═════ Tekst

Een curator kan deze situatie vermijden door eerder over te gaan tot voldoening van de hoger gerangschikte schuldeisers door liquidatie van de activa (bijvoorbeeld verkoop van de hypotheekportefeuille van de failliete bank) waarna er geen positieve kasstroom meer beschikbaar is om ook de lager gerangschikte schuldeisers te voldoen. Hierbij is van belang dat de kasstroom die wordt gegenereerd door een hypotheekportefeuille voor een aanzienlijk deel bestaat uit rente-inkomsten die wegvallen wanneer de portefeuille vroegtijdig wordt verkocht. Een dergelijke keuze door de curator verhoudt zich echter niet altijd even goed tot artikel 68 Fw, waaruit de opdracht aan de curator wordt afgeleid om op te treden in het belang van de gezamenlijke schuldeisers.9 Uit deze opdracht volgt dat de curator uitsluitend in zeer bijzondere gevallen10 het belang van een specifieke groep schuldeisers voorop mag stellen. Dit geldt niet in algemene zin voor hoger gerangschikte schuldeisers ten opzichte van lager gerangschikte schuldeisers.

Gelet op het voorgaande wordt voorgesteld om in het faillissement van banken ook de rentevordering opgekomen na de datum van faillietverklaring van een bank voor verificatie in (het eerste) faillissement in aanmerking te laten komen. Hiermee wordt voorkomen dat hoger gerangschikte schuldeisers door de niet- verifieerbaarheid van hun rentevorderingen gedurende de afwikkeling van het faillissement feitelijk de uitkering op de vorderingen van de lager gerangschikte (achtergestelde) schuldeisers, financieren.

══════════
═════ Aangeleverde regels

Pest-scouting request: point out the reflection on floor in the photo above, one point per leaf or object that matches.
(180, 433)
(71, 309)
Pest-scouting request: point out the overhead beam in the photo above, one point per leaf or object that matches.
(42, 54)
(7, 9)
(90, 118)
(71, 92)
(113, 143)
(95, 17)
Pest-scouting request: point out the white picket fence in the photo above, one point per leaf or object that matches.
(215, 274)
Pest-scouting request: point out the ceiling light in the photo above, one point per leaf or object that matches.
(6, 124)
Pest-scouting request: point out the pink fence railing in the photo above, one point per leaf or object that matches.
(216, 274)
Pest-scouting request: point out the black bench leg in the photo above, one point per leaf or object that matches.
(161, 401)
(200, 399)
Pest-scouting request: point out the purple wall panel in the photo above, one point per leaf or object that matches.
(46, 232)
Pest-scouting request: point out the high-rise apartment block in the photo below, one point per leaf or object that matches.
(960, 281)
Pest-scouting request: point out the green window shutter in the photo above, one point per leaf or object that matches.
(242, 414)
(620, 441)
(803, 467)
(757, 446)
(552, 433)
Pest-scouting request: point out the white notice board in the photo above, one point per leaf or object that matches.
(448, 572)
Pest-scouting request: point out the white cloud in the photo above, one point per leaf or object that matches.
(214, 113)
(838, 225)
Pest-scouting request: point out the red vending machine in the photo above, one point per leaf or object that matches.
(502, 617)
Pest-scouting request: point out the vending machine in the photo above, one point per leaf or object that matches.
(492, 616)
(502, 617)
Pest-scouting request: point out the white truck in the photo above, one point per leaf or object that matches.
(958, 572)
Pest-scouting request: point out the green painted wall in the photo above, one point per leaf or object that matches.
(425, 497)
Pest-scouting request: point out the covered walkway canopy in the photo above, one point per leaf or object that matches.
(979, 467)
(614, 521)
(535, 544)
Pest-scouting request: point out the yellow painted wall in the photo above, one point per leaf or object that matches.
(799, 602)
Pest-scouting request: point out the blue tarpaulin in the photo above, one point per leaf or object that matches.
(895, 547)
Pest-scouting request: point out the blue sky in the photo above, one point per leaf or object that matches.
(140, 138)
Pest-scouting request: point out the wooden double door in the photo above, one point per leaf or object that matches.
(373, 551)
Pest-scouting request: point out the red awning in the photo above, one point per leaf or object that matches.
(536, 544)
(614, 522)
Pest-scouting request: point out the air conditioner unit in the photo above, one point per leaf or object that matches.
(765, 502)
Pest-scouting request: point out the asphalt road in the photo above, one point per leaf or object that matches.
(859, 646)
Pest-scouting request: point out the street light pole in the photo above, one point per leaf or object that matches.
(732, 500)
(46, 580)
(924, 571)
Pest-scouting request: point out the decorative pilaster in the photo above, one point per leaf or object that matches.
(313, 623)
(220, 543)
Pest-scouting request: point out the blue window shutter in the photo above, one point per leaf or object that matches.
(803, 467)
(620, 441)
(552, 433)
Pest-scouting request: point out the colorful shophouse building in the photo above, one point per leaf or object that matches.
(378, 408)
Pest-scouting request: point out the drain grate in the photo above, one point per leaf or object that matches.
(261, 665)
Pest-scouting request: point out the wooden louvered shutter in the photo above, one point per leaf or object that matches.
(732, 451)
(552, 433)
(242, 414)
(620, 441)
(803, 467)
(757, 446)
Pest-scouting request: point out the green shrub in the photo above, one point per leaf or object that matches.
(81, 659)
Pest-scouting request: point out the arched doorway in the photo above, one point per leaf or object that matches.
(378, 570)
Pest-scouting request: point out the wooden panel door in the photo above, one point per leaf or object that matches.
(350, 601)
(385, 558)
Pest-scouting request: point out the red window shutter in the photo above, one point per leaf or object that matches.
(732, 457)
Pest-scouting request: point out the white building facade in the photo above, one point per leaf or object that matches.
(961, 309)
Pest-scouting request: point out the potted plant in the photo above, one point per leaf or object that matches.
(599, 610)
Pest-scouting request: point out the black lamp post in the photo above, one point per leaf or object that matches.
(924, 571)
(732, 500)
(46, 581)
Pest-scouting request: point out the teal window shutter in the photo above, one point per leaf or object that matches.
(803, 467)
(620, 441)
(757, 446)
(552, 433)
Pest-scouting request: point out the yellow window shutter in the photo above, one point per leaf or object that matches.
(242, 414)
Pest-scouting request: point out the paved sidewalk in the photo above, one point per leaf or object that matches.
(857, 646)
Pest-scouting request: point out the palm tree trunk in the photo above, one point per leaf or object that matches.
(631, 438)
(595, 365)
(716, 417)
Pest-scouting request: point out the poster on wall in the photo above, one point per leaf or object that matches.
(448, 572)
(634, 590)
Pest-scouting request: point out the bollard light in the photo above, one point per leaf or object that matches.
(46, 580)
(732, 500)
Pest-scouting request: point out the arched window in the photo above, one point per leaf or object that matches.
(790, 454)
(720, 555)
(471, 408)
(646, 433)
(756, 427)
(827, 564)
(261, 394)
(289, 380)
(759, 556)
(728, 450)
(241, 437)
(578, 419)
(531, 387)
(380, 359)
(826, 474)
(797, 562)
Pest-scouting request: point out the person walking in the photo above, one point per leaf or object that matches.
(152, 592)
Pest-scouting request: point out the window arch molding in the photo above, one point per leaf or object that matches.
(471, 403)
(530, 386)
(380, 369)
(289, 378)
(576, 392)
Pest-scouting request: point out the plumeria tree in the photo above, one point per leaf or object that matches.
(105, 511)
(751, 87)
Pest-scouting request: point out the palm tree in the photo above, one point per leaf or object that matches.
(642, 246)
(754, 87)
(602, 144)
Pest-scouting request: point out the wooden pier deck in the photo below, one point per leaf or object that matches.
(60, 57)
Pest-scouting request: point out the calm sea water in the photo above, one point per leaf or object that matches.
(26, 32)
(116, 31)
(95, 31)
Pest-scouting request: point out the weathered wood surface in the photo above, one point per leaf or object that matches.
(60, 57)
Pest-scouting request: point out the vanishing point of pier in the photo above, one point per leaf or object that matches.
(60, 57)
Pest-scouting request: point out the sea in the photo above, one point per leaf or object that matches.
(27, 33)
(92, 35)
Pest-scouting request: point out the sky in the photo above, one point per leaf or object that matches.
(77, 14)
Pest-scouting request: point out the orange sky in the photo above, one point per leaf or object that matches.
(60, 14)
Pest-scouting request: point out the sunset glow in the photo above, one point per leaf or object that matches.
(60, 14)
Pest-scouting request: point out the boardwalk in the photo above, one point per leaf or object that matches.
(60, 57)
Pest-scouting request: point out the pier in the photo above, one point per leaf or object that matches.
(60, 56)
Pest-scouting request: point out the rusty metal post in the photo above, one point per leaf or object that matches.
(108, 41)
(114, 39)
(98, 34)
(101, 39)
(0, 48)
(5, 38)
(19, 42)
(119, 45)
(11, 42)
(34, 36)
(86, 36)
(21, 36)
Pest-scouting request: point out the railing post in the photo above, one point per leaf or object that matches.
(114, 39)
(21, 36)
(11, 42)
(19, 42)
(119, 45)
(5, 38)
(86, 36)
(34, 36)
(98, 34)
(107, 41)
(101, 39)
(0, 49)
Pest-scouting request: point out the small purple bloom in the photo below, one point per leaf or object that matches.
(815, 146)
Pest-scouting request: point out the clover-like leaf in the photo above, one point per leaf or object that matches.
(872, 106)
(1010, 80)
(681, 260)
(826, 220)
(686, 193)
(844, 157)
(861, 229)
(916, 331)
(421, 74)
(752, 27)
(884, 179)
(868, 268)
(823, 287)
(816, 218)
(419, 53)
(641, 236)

══════════

--- Korte opdracht A ---
Uit welk wetsartikel wordt volgens de tekst over bankfaillissementen de opdracht aan de curator afgeleid om op te treden in het belang van de gezamenlijke schuldeisers?
--- Korte opdracht B ---
Geef uit de tekst over bankfaillissementen letterlijk alles terug van "Gelet op het" tot en met "(achtergestelde) schuldeisers, financieren.".
De regels hierboven zijn afkomstig uit een andere bron dan de tekst.

--- Antwoord A ---
Uit artikel 68 Fw.

--- Antwoord B ---
Gelet op het voorgaande wordt voorgesteld om in het faillissement van banken ook de rentevordering opgekomen na de datum van faillietverklaring van een bank voor verificatie in (het eerste) faillissement in aanmerking te laten komen. Hiermee wordt voorkomen dat hoger gerangschikte schuldeisers door de niet- verifieerbaarheid van hun rentevorderingen gedurende de afwikkeling van het faillissement feitelijk de uitkering op de vorderingen van de lager gerangschikte (achtergestelde) schuldeisers, financieren.